→ **Information provided**
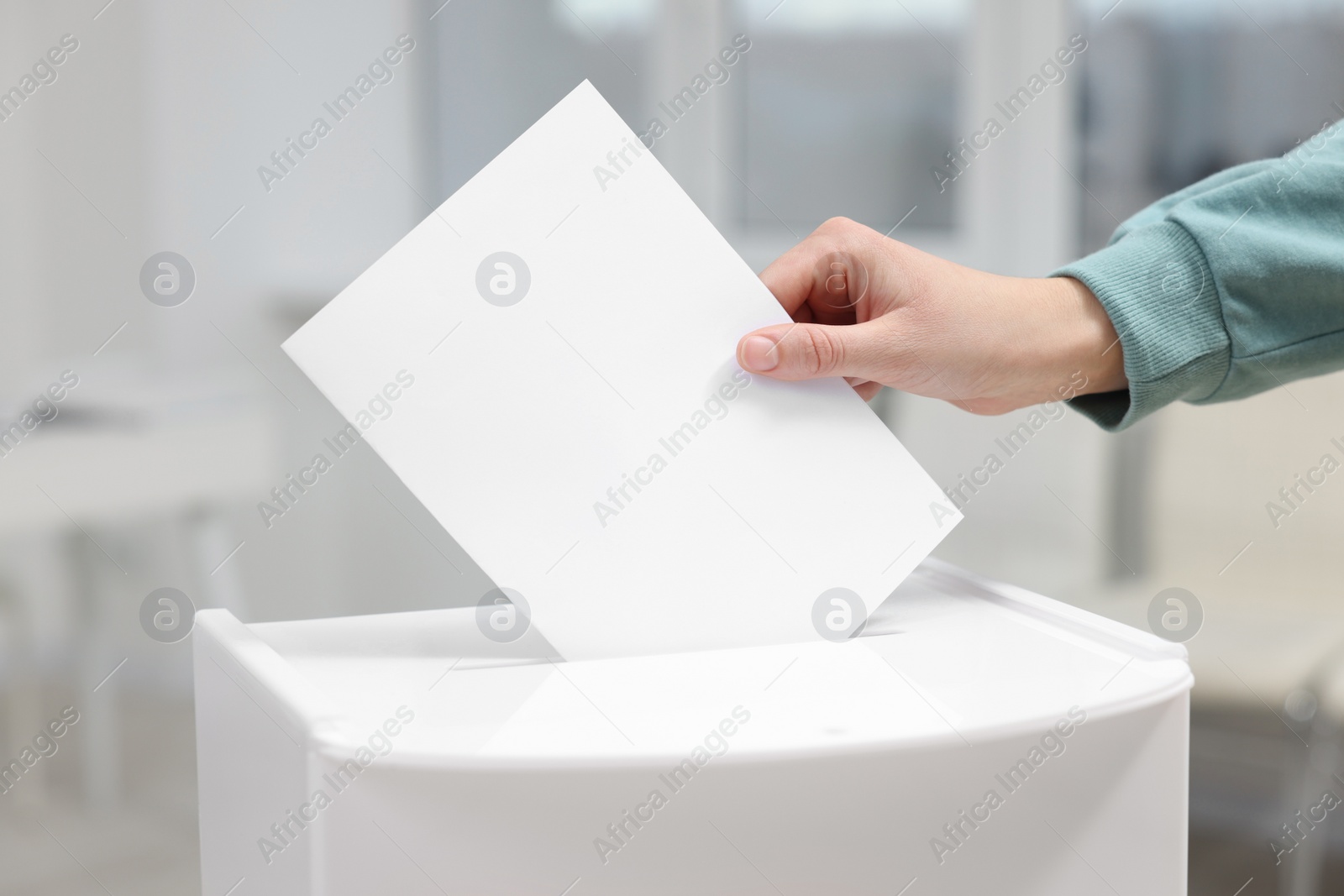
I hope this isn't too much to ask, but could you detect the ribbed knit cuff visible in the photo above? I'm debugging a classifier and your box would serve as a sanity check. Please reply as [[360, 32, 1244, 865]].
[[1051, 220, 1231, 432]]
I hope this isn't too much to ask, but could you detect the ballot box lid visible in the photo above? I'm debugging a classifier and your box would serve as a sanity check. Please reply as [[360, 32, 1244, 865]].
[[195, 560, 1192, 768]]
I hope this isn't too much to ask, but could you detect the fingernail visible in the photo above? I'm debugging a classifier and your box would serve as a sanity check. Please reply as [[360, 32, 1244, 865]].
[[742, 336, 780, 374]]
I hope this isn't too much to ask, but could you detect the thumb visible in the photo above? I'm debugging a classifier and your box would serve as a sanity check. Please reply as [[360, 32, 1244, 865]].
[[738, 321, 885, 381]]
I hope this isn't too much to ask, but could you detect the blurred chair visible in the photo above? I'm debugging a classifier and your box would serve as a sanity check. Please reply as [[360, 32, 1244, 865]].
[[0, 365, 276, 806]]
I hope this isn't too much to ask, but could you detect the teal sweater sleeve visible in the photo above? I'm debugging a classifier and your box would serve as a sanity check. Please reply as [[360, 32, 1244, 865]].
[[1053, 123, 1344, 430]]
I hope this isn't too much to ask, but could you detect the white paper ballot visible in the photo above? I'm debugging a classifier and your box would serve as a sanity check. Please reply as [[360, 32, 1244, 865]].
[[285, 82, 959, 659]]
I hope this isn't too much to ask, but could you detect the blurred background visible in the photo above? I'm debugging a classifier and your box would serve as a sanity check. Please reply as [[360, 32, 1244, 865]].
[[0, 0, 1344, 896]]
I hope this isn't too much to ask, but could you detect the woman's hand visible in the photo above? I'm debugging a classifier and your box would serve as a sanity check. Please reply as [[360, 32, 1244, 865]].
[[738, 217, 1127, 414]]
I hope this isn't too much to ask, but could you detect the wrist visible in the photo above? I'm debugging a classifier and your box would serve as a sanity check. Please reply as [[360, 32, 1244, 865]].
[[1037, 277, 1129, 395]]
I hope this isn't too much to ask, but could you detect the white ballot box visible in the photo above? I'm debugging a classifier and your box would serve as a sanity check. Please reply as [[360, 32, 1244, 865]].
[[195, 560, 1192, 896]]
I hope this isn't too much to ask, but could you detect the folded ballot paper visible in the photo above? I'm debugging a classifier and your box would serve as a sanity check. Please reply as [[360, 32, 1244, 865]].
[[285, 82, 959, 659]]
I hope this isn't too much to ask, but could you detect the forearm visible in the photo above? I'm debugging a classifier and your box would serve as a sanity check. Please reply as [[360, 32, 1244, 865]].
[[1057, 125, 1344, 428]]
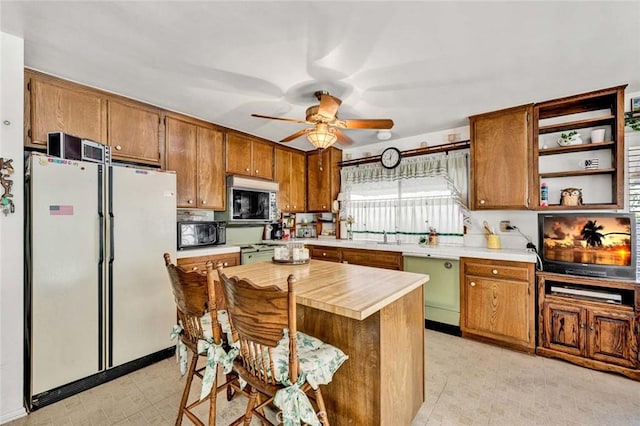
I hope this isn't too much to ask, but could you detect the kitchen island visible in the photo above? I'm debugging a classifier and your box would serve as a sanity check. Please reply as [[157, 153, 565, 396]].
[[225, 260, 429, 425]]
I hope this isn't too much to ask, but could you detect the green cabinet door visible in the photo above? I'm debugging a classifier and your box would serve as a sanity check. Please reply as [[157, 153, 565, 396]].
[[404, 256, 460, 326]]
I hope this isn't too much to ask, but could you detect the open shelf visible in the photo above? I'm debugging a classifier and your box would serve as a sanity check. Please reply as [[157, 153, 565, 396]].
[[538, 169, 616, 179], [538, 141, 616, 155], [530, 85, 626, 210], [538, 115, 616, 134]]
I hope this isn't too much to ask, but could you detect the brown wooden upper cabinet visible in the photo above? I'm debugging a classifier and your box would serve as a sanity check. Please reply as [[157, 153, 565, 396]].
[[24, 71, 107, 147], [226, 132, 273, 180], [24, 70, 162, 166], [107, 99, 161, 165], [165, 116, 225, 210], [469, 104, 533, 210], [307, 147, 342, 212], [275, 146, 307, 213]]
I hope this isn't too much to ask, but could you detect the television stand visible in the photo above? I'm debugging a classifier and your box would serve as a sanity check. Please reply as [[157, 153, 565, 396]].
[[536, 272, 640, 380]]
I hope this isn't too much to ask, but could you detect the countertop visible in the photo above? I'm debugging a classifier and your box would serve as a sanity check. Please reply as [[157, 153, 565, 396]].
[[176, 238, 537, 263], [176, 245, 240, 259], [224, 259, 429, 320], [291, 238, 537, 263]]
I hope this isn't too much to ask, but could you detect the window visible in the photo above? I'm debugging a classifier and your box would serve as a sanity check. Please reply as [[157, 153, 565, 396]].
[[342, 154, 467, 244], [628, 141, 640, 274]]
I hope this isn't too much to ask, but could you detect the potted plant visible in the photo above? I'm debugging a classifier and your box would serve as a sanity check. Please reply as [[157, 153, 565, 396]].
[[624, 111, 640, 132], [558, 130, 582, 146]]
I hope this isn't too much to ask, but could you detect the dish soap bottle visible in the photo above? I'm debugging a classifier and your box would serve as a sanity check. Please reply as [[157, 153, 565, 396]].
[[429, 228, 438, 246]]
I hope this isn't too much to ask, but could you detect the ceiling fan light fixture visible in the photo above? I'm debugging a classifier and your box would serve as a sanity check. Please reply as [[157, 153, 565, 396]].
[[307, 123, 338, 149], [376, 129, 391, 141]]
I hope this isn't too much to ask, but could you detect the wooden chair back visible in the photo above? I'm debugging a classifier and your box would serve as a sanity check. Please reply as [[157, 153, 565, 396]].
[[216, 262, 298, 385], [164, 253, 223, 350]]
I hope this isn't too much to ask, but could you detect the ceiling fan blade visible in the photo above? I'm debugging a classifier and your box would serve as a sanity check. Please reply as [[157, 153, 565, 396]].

→ **Objective**
Can you set out all the records above as a numbered list, skipping any blank lines and leaving the pictures out?

→ **The response**
1. I hope this isn't too much to ask, but could you detect the ribbed knit cuff visible in the photo above? I'm debugging a classifier and your box would serve as a sanity check. Please reply as [[360, 32, 1244, 865]].
2. [[1051, 220, 1231, 432]]
3. I hope this isn't too much to ask, but could you detect the ballot box lid visible in the photo above? I'm debugging a classifier and your box would serve as a sanity check. Please reply as [[360, 32, 1244, 865]].
4. [[195, 560, 1192, 768]]
5. I hope this isn't too much to ask, but could you detect the fingernail visible in the photo above? I'm debugging a classifier and your box would serve as a sanity check. Please reply as [[360, 32, 1244, 865]].
6. [[742, 336, 780, 374]]
7. I hope this isn't too much to ask, but could you detect the thumb visible in the photo above? I'm debugging a classifier and your box would serve as a sanity check. Please reply as [[360, 32, 1244, 865]].
8. [[738, 321, 885, 381]]
9. I hope this isn't too much to ask, but could you detect the blurred chair visible in the photo above? I'm debugging a classifier and your box would serve as a sanity check. Please reply as [[360, 32, 1244, 865]].
10. [[0, 365, 276, 806]]
11. I hope this isn't too much to ask, but could you detect the teal sweater sleeve visible in the photo above? I'm debugging a classifier and your box would serve as a sanity check. Please reply as [[360, 32, 1244, 865]].
12. [[1053, 123, 1344, 430]]
13. I hope this isn't too much to ask, but could you detect the white paper ballot visible in the photo above? I'm debugging a classifier and your box would serve as a sanity check. Please reply as [[360, 32, 1244, 865]].
14. [[285, 82, 959, 659]]
15. I hope this isn't too much to ask, but could you detect the blurred background visible in the photo above? I'm debugging a classifier and your box would serve as a sanity check. Please reply as [[360, 32, 1244, 865]].
16. [[0, 0, 1344, 896]]
17. I hope this isn't too much to ask, but could you detect the woman's hand visible in the photo above? I'm debugging a classifier and your box would serve as a sanity check. Please reply as [[360, 32, 1244, 865]].
18. [[738, 217, 1127, 414]]
19. I hope this isn't too much to ask, but could you detect the wrist visible in the photo above? I'm debugging a classifier and your box would serve as a sanity check. Please reply as [[360, 32, 1244, 865]].
20. [[1037, 277, 1129, 395]]
21. I hope this isn't too much to ask, but could you detect the white ballot box visible in the photo above? I'm debugging a classifier and your box would serve as a sanity check. Please reply as [[360, 32, 1244, 865]].
22. [[195, 560, 1192, 896]]
23. I hope this isn't too much to ask, but could you detect the folded ballot paper visible in the photo above? I'm debugging a classifier and your box would serve as a sanity check. Please reply as [[360, 32, 1244, 865]].
24. [[285, 82, 959, 659]]
25. I hope this isn't too much to ask, but could you detect the forearm visible in the photo above? I'm debugging a classifier and your box would serve as a sanity check. Please reply as [[360, 32, 1244, 865]].
26. [[1057, 125, 1344, 428]]
27. I hope this isn't too much to ask, but could you detect the kitchen island visible in the photo above? I'm debugging a classifier and your box would serve as a sanity check. Please reply as [[157, 153, 565, 396]].
28. [[225, 260, 429, 425]]
29. I hope this isn't too much to ask, but could you detect the green cabinet door visible in the photo above? I'm debugging a classifier and your box would serve as a sanity check. Please reply as [[157, 153, 565, 396]].
30. [[404, 256, 460, 326]]
31. I hope this isn't too much to ask, but could you detect the open shelf visible in the photo above? I'm debugging a classifier and your box would serve as a sanity check. Please reply as [[157, 153, 565, 396]].
32. [[538, 169, 616, 179], [538, 141, 616, 155], [530, 85, 626, 210], [538, 115, 616, 134]]
33. I hope this isn't too much to ask, but could you detect the brown wooden upper cabinet visible in the photo above? I'm debugging a classifier and your box would serve as a sanity check. Please reply as [[157, 153, 565, 396]].
34. [[24, 71, 107, 147], [226, 132, 273, 180], [24, 70, 162, 166], [107, 99, 161, 165], [165, 116, 225, 210], [469, 104, 533, 210], [307, 147, 342, 212], [275, 146, 307, 213]]
35. I hope this isn't too much to ask, but could you detect the television stand visible in the photo above? I'm debugging a classifier and your box would serve as a sanity check. Please reply as [[157, 153, 565, 396]].
36. [[536, 272, 640, 380]]
37. I hope this isn't too much to ask, but could you detect the countertop visible in the photo above? I'm debugging a classifier and your box would serve as a sanity check. Please reply as [[157, 153, 565, 396]].
38. [[176, 238, 537, 263], [176, 245, 240, 259], [224, 259, 429, 320], [291, 238, 537, 263]]
39. I hope this isn't too much to ask, but could you detect the window visible in the photo above? I'm debugging a classifier and your box would serve as a sanity check. Please reply as [[157, 153, 565, 396]].
40. [[342, 154, 467, 244], [628, 141, 640, 274]]
41. I hope this isn't too much to ask, but could you detect the potted plant visible in the photo above? I'm debugging a classifier and your box would serve as a sanity check. Please reply as [[157, 153, 565, 396]].
42. [[624, 111, 640, 132], [558, 130, 582, 146]]
43. I hope this isn't too much to ask, but could you detect the dish soap bottle visible in the photo above? I'm debugging a classifier and your box would serve as a sanity check. Please reply as [[157, 153, 565, 396]].
44. [[429, 228, 438, 246]]
45. I hope this isn't too much to ask, but could you detect the ceiling fan light fixture visible in the photo above? I'm debugging a classifier and your box would serve as a sanity check. Please reply as [[157, 153, 565, 396]].
46. [[307, 123, 338, 149], [376, 129, 391, 141]]
47. I hope this isn't too much to ask, but could you detect the wooden chair back visible in the photo above? I'm debugging a classifier and your box would serve as a sanity check. Please reply as [[157, 153, 565, 396]].
48. [[216, 262, 298, 385], [164, 253, 223, 350]]
49. I hope this isn't too much to ask, but could you detect the ceiling fan blade visible in the photo above? I'm debugging a classifier and your box would serve as a sanity check. Please reply as [[157, 153, 565, 396]].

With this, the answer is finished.